How many lines of the data below contain the string "bare"? Case counts, so reply with the number only.

[Data listing]
################

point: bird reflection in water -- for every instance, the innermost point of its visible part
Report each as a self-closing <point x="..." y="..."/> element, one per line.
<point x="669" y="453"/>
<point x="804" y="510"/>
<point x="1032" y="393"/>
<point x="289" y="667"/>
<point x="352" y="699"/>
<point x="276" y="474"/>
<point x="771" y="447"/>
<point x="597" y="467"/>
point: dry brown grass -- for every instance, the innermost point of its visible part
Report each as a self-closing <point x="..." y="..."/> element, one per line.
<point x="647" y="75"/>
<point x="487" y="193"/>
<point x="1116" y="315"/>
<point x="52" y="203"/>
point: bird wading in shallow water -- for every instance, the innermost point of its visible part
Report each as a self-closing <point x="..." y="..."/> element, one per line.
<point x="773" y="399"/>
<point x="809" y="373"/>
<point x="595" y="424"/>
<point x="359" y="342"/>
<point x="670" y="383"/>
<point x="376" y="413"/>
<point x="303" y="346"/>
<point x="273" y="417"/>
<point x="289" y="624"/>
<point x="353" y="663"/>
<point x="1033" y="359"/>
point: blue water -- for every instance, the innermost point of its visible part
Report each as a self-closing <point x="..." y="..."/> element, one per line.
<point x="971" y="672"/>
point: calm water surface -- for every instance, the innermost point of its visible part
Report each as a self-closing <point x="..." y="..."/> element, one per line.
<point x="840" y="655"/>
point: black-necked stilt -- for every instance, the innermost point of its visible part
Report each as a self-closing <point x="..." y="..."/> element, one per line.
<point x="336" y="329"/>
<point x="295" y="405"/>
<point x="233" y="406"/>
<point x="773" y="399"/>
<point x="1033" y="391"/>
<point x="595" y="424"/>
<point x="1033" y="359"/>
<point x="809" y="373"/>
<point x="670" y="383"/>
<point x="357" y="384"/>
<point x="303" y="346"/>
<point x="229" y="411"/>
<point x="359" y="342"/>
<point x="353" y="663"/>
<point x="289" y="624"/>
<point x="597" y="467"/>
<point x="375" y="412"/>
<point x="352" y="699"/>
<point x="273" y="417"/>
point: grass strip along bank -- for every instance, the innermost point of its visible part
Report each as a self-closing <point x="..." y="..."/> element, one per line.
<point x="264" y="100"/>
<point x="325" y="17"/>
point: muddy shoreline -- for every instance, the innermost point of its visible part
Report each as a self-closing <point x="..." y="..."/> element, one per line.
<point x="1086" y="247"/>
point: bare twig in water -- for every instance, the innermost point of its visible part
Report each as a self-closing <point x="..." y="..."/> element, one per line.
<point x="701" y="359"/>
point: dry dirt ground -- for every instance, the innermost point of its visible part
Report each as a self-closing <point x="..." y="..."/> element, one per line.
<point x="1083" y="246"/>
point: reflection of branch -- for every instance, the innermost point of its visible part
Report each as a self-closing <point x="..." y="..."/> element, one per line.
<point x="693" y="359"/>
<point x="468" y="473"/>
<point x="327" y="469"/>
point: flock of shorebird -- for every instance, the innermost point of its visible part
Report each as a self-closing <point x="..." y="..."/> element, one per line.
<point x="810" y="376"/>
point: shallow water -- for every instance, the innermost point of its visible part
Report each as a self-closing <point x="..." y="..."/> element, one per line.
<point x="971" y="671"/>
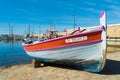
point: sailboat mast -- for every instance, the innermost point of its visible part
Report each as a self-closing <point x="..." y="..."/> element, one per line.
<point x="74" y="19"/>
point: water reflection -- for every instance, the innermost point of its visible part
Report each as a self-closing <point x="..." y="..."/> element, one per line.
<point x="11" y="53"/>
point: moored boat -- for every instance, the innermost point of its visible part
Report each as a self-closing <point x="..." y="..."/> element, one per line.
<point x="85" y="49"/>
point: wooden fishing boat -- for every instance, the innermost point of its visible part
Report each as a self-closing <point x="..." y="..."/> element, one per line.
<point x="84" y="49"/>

################

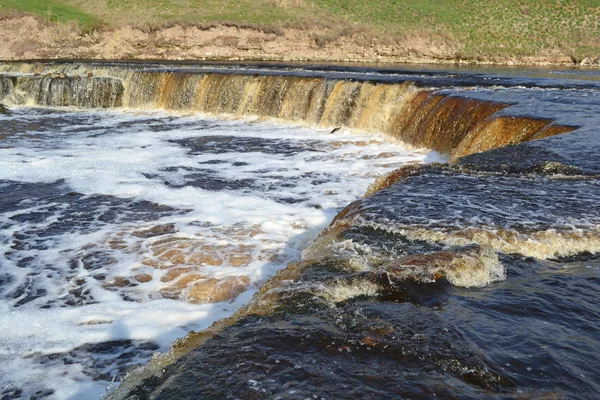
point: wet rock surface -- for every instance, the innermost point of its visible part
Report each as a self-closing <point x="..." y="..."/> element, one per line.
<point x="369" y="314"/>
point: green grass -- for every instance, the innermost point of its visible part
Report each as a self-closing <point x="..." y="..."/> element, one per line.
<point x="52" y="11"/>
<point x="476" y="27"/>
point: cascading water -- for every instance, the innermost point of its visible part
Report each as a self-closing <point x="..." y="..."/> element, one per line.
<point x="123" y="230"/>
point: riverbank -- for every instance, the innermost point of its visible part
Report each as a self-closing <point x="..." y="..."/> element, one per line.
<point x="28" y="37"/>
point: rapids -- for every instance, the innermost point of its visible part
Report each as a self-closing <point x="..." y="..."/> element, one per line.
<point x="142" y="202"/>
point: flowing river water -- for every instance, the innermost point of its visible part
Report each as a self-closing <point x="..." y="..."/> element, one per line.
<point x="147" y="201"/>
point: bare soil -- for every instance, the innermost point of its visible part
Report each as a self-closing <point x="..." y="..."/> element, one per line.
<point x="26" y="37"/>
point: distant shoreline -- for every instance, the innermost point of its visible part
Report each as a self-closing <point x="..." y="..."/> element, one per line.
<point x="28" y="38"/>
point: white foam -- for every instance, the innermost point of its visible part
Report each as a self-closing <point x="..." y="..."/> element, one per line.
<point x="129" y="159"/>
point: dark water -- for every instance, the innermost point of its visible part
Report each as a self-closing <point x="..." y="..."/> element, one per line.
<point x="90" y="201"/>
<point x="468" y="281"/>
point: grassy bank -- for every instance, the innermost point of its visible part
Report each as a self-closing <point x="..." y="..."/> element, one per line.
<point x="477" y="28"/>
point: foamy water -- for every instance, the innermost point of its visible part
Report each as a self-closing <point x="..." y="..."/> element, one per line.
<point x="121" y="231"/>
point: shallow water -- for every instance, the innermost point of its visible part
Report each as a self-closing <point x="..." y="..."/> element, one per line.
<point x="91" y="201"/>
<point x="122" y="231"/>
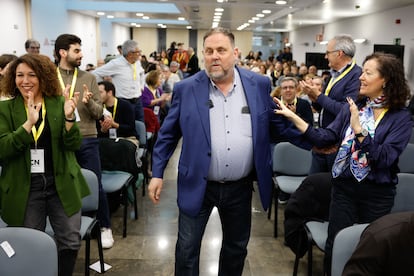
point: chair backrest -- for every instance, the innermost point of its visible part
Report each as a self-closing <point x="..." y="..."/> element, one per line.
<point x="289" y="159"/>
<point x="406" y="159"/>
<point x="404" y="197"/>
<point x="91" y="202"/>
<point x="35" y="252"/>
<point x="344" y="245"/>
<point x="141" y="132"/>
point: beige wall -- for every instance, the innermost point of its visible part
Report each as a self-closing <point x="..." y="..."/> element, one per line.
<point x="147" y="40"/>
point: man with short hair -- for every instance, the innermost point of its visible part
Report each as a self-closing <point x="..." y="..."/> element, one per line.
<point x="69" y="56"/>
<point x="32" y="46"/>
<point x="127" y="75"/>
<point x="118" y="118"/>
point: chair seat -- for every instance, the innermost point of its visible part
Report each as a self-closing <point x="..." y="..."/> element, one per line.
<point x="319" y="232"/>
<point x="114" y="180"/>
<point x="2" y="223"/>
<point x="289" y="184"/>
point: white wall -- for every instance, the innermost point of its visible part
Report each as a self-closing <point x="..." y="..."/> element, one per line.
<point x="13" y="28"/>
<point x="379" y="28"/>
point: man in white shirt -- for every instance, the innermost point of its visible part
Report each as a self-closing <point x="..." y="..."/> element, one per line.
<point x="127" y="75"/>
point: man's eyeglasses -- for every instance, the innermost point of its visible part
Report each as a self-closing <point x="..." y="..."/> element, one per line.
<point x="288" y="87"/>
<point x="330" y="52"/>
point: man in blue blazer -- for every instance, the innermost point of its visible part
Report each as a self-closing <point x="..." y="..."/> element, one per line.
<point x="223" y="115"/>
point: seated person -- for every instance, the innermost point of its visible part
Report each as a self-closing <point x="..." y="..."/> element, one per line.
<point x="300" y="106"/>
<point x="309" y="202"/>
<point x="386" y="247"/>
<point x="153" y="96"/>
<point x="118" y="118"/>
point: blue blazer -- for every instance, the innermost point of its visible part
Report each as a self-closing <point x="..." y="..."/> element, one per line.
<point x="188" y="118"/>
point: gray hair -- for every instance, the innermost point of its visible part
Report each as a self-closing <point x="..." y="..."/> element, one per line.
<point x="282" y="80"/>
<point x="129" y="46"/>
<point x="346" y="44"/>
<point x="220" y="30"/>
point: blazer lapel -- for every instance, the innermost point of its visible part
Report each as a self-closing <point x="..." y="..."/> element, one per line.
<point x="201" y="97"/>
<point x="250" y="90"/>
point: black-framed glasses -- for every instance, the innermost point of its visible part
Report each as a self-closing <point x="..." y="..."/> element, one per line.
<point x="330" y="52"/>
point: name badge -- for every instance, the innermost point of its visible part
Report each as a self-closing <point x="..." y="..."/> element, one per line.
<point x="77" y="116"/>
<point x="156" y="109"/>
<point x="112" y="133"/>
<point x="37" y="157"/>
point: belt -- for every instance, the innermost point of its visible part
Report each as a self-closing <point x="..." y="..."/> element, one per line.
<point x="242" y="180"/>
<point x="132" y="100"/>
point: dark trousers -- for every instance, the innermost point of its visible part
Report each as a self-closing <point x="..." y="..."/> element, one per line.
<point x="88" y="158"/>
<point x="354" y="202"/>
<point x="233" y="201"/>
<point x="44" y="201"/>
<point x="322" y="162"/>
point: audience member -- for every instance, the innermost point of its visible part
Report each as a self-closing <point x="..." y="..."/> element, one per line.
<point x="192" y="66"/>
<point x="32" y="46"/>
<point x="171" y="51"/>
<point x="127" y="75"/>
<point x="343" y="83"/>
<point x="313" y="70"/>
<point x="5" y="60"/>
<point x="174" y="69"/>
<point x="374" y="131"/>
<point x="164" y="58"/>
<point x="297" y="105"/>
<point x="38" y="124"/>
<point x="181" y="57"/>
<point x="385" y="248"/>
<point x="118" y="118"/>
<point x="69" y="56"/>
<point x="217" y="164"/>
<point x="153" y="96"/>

################

* **Written solution**
2